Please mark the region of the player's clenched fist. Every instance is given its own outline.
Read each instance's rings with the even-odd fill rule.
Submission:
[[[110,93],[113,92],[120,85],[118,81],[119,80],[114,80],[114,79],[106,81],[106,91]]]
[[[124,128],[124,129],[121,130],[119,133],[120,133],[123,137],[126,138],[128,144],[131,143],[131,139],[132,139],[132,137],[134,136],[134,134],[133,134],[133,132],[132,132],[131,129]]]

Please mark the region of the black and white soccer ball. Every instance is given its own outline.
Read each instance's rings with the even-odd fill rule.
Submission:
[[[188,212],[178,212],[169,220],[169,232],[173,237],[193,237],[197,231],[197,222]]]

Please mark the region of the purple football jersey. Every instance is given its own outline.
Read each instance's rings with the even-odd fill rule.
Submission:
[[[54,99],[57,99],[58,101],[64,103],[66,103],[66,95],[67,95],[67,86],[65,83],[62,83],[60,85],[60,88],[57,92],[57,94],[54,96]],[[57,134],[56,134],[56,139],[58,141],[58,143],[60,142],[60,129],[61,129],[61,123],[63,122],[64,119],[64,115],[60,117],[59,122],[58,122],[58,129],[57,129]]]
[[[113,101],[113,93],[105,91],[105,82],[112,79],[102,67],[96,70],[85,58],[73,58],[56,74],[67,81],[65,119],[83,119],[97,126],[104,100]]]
---
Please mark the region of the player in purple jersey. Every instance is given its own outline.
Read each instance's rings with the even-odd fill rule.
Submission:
...
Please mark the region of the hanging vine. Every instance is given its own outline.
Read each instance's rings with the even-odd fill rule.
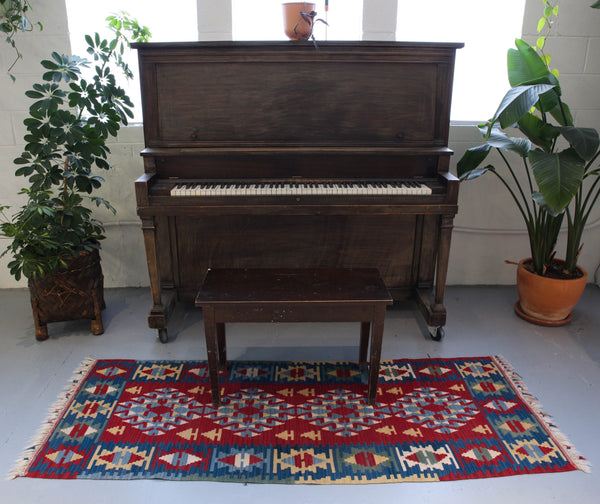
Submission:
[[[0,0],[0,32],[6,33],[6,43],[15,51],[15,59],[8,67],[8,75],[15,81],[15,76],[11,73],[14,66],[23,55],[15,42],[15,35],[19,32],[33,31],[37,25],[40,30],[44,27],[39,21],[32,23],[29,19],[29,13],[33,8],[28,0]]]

**INSTRUCTIONS TO FOLLOW**
The expected result is a copy of each line in the records where "player" appears.

**RESPONSE BOX**
Please mark the region of the player's clenched fist. Every instance is given its own outline.
Please mark the region of the player in purple jersey. Every instance is given its own outline.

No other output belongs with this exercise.